## Your task
Print, word for word, only the lines from the one with "The response MUST carry one point per instance of the distant" down to the last line of the listing below; no pictures.

○ ○ ○ ○

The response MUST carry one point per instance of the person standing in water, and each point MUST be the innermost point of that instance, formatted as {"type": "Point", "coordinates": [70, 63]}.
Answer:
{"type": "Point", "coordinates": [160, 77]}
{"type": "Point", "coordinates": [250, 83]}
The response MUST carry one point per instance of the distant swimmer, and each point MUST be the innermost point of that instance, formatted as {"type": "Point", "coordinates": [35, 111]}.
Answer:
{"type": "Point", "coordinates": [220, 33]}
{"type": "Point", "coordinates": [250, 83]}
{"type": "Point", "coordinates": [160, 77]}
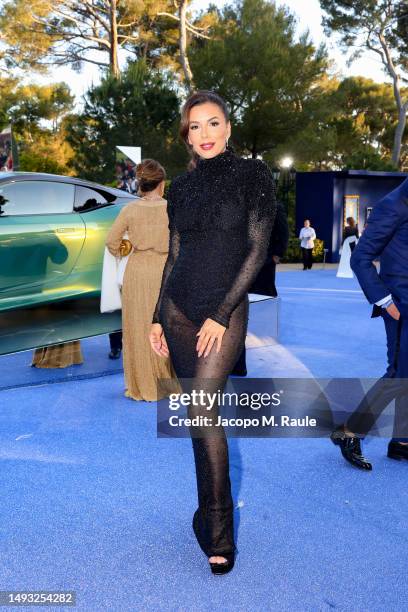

○ ○ ○ ○

## Answer space
The response MUST carry one point per instance of the distant swimmer, and each point MUST be the innermost point of that instance, formatted as {"type": "Point", "coordinates": [35, 111]}.
Answer:
{"type": "Point", "coordinates": [220, 33]}
{"type": "Point", "coordinates": [250, 83]}
{"type": "Point", "coordinates": [160, 77]}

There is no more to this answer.